> [YOUR ASSIGNMENT]:
The answer must be every line from the entries below that contains "gives".
═══ MATERIAL PROVIDED ═══
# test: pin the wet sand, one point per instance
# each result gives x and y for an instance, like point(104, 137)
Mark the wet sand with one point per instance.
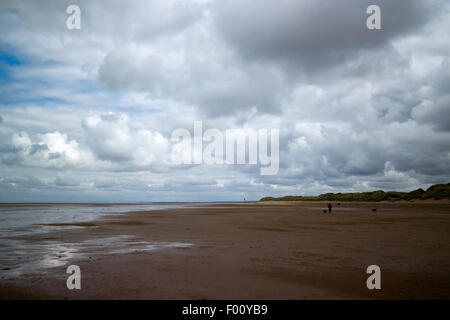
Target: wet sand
point(256, 251)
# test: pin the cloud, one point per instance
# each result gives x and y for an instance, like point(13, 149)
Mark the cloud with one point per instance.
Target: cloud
point(313, 35)
point(88, 114)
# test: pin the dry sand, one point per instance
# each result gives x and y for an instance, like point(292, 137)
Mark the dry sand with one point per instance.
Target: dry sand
point(260, 251)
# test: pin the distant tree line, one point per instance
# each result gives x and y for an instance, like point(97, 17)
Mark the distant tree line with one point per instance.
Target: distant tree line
point(435, 192)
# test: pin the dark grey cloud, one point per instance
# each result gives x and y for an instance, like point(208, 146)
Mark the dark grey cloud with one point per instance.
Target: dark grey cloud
point(357, 109)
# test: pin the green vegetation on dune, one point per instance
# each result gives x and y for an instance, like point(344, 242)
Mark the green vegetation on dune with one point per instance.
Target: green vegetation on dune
point(435, 192)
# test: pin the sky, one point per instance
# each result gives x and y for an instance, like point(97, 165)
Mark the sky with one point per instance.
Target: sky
point(87, 115)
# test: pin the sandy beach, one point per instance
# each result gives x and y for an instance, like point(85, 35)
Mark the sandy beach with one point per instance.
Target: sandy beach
point(253, 251)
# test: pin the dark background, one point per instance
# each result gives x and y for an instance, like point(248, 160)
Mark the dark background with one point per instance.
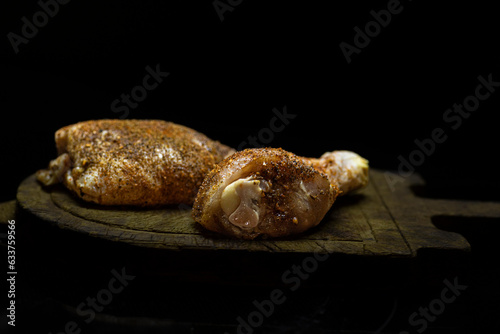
═══
> [RESPONSE BOX]:
# each result gives x and y for an instance, like point(104, 137)
# each result gives x and y for an instance, like point(13, 149)
# each result gives x and y for an instance, like point(292, 137)
# each result gives x and y for an instance, like point(97, 17)
# each result gives x and y for an instance, like point(208, 146)
# each result gives x and y for an instance, like point(344, 242)
# each result gives x and y for an instance, like point(97, 165)
# each result gives x and y for an instance, like point(85, 35)
# each result gives x and y for an instance, like point(248, 160)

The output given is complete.